TEXT SECTION:
^^^^

First, in step S1, the controller 11 determines whether the wired microphone speaker device 3 is connected to the voice processing device 1. For example, the wired microphone speaker device 3 is connected to the voice processing device 1 by an audio cable, a USB cable, a wired LAN, or the like. When the controller 11 determines that the wired microphone speaker device 3 is connected to the voice processing device 1 (S1:Yes), the controller 11 shifts the processing to step S2. When it is determined that the wired microphone speaker device 3 is not connected to the voice processing device 1 (S1:No), the controller 11 finishes the processing.

In step S2, the controller 11 determines whether the wireless microphone speaker device 2 is connected to the voice processing device 1. For example, the wireless microphone speaker device 2 is connected to the voice processing device 1 by a wireless communication method such as Bluetooth. When the controller 11 determines that the wireless microphone speaker device 2 is connected to the voice processing device 1 (S2:Yes), the controller 11 shifts the processing to step S3. When it is determined that the wireless microphone speaker device 2 is not connected to the voice processing device 1 (S2:No), the controller 11 finishes the processing.

In step S3, the controller 11 measures a radio field intensity of the wireless microphone speaker device 2. When a plurality of wireless microphone speaker devices 2 are connected to the voice processing device 1, the controller 11 measures a radio field intensity of each wireless microphone speaker device 2. The controller 11 stores the measured radio field intensity in the delay information D1 (see FIG. 5). Further, the controller 11 measures the radio field intensity at a predetermined cycle, and updates the delay information D1.

Next, in step S4, the controller 11 estimates a distance from the wireless microphone speaker device 2 to the wired microphone speaker device 3. Specifically, the controller 11 estimates a distance between the wireless microphone speaker device 2 and the wired microphone speaker device 3, based on a radio field intensity of the wireless microphone speaker device 2.

Next, in step S5, the controller 11 computes a transmission time (spatial delay) until a voice is input to the wired microphone speaker device 3. For example, when a speed of sound is 340 m/s, and a time required for the sound to propagate in the air by 1 m is about 3 ms, the controller 11 computes a transmission time during which a voice propagates in the air from utterance of the voice until the voice is input to the wired microphone speaker device 3 by using the relational equation (distance×3 ms). Note that, a timing at which a voice is uttered may be a timing at which the voice is input to the wireless microphone speaker device 2.

In addition, the controller 11 acquires 40 ms (fixed value), as a transmission time (communication delay) until a voice input to the wireless microphone speaker device 2 is input to the voice processing device 1 by a Bluetooth communication method. In addition, the controller 11 may acquire 10 ms (fixed value), as a transmission time (communication delay) until a voice input to the wireless microphone speaker device 2 is input to the voice processing device 1 by another communication method. The controller 11 can determine a timing at which the voice is uttered by using the transmission time (communication delay).

Next, in step S6, the controller 11 determines whether the communication delay is longer than the spatial delay. When the controller 11 determines that the communication delay is longer than the spatial delay (S6:Yes), the controller 11 shifts the processing to step S7. On the other hand, when the controller 11 determines that the communication delay is shorter than the spatial delay (S6:No), the controller 11 shifts the processing to step S8.

^^^^

REQUIRED TASKS:
1. In two sentences, summarize the processing-steps text.
2. Write out the processing-steps text word for word from "Next, in step S6, the" up to and including "to step S8.".

^^^^

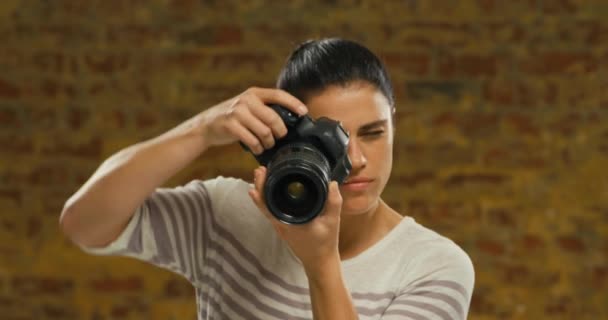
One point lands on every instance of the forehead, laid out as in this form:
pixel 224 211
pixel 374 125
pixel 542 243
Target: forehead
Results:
pixel 354 105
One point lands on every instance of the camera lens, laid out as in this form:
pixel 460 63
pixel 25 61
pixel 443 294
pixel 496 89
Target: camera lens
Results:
pixel 297 183
pixel 296 190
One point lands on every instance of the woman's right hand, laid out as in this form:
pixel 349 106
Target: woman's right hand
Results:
pixel 247 118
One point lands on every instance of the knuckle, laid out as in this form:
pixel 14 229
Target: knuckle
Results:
pixel 266 132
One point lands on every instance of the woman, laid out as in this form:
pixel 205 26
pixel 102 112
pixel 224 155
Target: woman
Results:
pixel 359 259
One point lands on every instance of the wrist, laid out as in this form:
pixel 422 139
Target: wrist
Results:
pixel 323 269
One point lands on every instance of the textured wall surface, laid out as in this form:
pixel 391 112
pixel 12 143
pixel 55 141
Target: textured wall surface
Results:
pixel 502 135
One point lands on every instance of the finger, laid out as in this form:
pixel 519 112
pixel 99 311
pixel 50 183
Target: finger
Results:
pixel 245 136
pixel 253 124
pixel 270 118
pixel 257 194
pixel 282 98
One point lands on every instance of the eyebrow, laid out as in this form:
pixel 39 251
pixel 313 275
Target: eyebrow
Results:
pixel 372 125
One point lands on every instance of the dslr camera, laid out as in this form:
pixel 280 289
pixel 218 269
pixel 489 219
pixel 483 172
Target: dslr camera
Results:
pixel 301 165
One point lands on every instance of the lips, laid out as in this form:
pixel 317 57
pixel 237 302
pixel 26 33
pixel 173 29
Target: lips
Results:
pixel 357 184
pixel 358 180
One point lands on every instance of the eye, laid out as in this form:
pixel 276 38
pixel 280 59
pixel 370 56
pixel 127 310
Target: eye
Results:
pixel 373 133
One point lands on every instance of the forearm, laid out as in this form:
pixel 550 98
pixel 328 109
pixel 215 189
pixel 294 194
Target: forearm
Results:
pixel 329 296
pixel 100 209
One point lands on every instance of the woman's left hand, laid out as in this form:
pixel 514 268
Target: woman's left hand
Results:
pixel 314 243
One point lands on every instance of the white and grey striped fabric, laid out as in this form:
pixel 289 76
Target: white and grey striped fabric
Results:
pixel 212 233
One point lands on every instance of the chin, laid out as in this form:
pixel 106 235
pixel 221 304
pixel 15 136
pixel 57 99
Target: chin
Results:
pixel 357 205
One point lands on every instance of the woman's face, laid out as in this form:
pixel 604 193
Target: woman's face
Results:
pixel 366 115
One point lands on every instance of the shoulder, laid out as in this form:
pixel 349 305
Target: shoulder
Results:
pixel 436 257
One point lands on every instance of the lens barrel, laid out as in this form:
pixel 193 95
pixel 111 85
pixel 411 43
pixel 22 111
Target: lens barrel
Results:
pixel 297 183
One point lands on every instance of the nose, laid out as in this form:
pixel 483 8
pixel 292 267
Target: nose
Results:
pixel 357 158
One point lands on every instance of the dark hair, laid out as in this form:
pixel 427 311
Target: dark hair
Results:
pixel 316 64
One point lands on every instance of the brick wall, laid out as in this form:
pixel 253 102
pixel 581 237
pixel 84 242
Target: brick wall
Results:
pixel 502 135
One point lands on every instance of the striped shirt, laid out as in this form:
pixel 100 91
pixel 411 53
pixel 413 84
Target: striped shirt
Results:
pixel 212 233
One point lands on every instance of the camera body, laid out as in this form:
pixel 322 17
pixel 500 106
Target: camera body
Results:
pixel 301 165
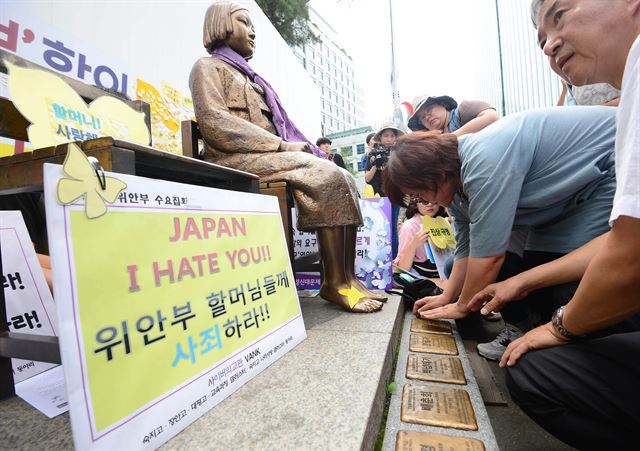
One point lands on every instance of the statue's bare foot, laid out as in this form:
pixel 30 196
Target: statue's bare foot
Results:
pixel 349 298
pixel 368 293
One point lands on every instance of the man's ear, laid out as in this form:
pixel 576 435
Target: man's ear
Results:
pixel 633 7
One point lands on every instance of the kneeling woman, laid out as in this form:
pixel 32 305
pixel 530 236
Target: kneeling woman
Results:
pixel 412 254
pixel 548 170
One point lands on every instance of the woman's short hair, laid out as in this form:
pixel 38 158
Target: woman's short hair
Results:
pixel 412 210
pixel 217 24
pixel 421 161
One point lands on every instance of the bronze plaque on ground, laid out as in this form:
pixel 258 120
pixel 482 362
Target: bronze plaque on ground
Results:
pixel 421 441
pixel 433 343
pixel 431 326
pixel 438 406
pixel 437 369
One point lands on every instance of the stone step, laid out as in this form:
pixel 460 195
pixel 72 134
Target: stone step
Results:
pixel 327 393
pixel 396 428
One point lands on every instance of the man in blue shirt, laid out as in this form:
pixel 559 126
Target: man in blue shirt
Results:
pixel 549 170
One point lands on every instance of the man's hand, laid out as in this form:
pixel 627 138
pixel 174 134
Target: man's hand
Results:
pixel 493 297
pixel 541 337
pixel 430 302
pixel 294 147
pixel 450 311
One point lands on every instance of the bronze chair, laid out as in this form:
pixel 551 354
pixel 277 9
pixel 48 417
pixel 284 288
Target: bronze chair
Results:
pixel 191 147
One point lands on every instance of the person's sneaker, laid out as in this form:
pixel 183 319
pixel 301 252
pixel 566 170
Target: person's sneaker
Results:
pixel 493 350
pixel 492 316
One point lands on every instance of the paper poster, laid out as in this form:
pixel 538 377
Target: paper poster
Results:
pixel 169 106
pixel 30 307
pixel 169 302
pixel 442 243
pixel 45 392
pixel 59 115
pixel 373 247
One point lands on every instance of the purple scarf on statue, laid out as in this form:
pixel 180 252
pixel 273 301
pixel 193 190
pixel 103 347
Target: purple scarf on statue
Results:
pixel 286 129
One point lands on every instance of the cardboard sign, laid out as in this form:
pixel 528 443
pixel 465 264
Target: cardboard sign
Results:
pixel 373 247
pixel 30 307
pixel 168 303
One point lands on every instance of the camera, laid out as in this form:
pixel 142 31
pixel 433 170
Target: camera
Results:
pixel 381 155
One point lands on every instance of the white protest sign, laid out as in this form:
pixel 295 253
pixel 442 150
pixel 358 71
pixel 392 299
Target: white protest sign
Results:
pixel 30 307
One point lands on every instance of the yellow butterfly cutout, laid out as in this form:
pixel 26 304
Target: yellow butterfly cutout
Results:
pixel 84 182
pixel 42 97
pixel 353 295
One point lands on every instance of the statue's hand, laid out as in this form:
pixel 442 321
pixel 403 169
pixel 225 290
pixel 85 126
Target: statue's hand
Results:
pixel 294 147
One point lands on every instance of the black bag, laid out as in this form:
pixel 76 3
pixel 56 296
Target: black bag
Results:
pixel 414 288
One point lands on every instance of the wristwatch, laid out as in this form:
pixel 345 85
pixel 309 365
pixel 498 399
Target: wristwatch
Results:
pixel 556 322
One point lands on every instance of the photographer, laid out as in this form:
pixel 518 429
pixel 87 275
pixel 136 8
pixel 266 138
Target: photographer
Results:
pixel 385 139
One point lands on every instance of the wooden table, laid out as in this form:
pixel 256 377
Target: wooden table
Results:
pixel 23 172
pixel 21 180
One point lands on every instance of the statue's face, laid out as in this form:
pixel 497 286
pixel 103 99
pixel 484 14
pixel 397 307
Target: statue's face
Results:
pixel 242 37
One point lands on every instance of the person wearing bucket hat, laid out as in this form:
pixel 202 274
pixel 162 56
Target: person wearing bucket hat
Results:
pixel 550 170
pixel 443 113
pixel 385 139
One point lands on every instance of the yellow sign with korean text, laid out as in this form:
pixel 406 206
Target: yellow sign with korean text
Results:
pixel 171 299
pixel 59 115
pixel 440 232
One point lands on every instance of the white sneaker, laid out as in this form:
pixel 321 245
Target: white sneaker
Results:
pixel 493 350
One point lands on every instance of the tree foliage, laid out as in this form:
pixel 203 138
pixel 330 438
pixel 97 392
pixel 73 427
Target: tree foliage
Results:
pixel 291 19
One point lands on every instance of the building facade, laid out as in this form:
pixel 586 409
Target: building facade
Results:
pixel 332 70
pixel 351 144
pixel 517 75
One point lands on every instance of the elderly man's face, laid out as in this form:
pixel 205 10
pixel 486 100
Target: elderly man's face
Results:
pixel 580 38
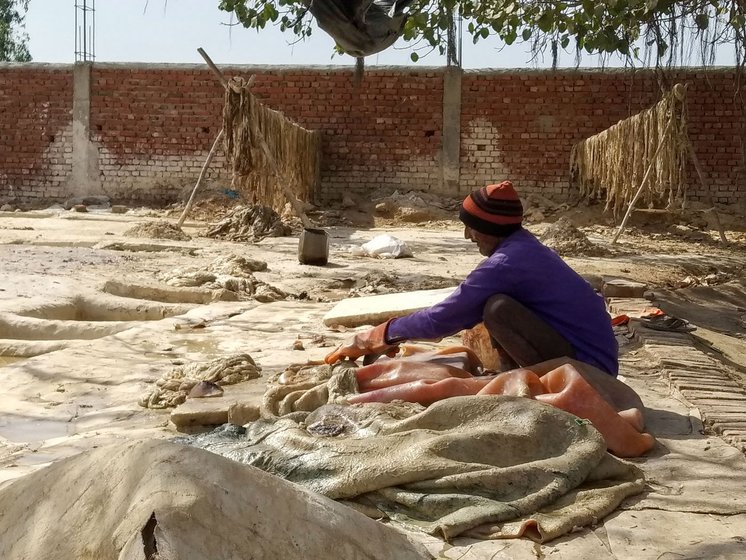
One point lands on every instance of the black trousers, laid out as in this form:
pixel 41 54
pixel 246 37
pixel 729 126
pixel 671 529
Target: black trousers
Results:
pixel 520 337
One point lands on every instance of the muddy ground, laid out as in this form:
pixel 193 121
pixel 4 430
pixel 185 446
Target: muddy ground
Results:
pixel 92 313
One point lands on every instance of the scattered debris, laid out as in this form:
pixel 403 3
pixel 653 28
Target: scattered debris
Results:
pixel 173 388
pixel 568 241
pixel 249 223
pixel 160 229
pixel 233 273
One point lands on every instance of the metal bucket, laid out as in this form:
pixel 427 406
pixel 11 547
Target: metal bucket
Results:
pixel 313 247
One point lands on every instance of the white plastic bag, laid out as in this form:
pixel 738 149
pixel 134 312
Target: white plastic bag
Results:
pixel 384 247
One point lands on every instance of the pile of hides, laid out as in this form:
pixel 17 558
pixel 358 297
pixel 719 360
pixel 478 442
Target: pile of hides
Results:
pixel 613 162
pixel 199 379
pixel 269 155
pixel 158 500
pixel 361 27
pixel 480 466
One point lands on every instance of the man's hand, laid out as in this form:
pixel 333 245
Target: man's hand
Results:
pixel 372 341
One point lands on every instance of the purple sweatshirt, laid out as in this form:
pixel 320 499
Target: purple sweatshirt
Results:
pixel 531 273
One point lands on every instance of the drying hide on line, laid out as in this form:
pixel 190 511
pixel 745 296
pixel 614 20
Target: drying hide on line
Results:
pixel 612 163
pixel 269 154
pixel 361 27
pixel 482 466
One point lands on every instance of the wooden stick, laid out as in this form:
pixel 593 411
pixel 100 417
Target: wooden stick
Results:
pixel 212 66
pixel 201 176
pixel 644 181
pixel 294 202
pixel 712 209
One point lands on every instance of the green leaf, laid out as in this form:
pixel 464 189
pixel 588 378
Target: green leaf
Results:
pixel 545 22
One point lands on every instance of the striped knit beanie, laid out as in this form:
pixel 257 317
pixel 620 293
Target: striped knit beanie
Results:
pixel 493 210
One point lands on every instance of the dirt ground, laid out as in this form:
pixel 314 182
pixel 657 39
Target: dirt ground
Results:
pixel 92 313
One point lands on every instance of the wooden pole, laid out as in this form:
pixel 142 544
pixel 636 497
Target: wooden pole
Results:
pixel 201 176
pixel 643 183
pixel 294 202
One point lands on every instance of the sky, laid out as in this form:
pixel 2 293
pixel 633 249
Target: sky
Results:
pixel 171 31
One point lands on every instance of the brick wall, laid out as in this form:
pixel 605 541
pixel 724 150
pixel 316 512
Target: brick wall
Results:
pixel 522 125
pixel 35 131
pixel 152 126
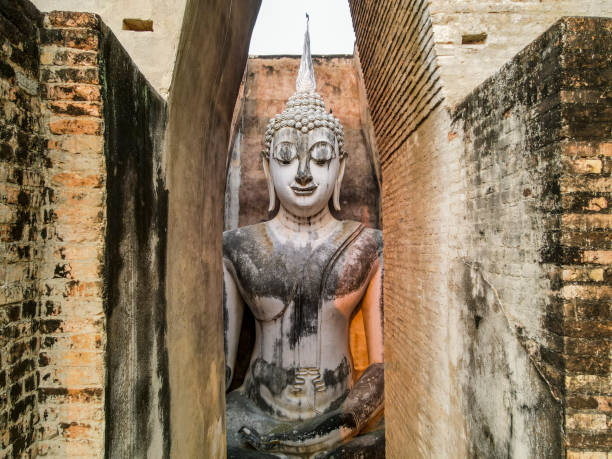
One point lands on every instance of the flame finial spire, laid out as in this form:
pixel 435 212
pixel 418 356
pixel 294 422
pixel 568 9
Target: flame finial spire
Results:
pixel 305 110
pixel 305 80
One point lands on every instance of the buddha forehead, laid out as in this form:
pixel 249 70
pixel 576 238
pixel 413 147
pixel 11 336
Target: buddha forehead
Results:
pixel 296 136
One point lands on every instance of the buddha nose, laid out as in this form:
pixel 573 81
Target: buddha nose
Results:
pixel 303 176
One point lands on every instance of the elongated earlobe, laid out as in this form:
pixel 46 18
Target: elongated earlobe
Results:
pixel 271 191
pixel 339 183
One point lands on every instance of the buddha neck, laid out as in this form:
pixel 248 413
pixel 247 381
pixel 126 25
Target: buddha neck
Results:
pixel 313 227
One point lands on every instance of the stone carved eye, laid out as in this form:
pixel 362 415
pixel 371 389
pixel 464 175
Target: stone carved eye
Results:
pixel 321 152
pixel 285 152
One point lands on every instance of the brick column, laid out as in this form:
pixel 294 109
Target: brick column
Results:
pixel 22 226
pixel 71 363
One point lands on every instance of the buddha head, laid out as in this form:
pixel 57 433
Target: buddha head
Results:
pixel 304 157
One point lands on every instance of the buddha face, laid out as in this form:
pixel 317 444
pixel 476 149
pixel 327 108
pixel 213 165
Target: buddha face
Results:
pixel 305 169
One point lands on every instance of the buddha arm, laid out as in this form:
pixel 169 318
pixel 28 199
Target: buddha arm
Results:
pixel 233 307
pixel 363 403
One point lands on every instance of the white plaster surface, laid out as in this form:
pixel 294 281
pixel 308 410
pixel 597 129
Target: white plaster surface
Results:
pixel 153 52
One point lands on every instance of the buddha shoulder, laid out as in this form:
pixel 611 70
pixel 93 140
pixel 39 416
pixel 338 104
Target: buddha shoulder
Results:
pixel 245 240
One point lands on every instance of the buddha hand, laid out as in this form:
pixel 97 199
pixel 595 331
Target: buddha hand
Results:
pixel 314 435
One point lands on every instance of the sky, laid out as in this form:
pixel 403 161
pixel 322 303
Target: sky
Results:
pixel 281 24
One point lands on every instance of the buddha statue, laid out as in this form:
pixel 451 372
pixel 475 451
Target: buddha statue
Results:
pixel 304 274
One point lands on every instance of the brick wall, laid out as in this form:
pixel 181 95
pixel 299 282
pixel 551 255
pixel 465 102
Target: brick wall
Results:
pixel 396 51
pixel 71 361
pixel 582 243
pixel 474 39
pixel 536 159
pixel 472 208
pixel 23 227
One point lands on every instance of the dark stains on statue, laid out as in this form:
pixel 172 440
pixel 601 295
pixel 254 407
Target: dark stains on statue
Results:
pixel 265 267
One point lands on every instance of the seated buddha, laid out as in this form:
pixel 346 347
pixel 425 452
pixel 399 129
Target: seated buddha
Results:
pixel 304 274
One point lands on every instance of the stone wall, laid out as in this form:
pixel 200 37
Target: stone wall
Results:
pixel 80 249
pixel 137 391
pixel 471 208
pixel 210 65
pixel 23 226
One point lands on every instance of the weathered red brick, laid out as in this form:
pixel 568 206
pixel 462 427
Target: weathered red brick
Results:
pixel 76 126
pixel 73 19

^^^^

RESULTS FOR EACH TASK:
1. The controller 11 checks whether the wired microphone speaker device 3 and then the wireless microphone speaker device 2 are connected to the voice processing device 1, and it finishes the processing if either is not. It then measures the wireless device's radio field intensity, uses it to estimate the distance between the two devices, computes the spatial delay, and acquires a fixed communication delay; in step S6 it moves to step S7 if the communication delay is longer than the spatial delay or to step S8 if it is shorter.

2.
Next, in step S6, the controller 11 determines whether the communication delay is longer than the spatial delay. When the controller 11 determines that the communication delay is longer than the spatial delay (S6:Yes), the controller 11 shifts the processing to step S7. On the other hand, when the controller 11 determines that the communication delay is shorter than the spatial delay (S6:No), the controller 11 shifts the processing to step S8.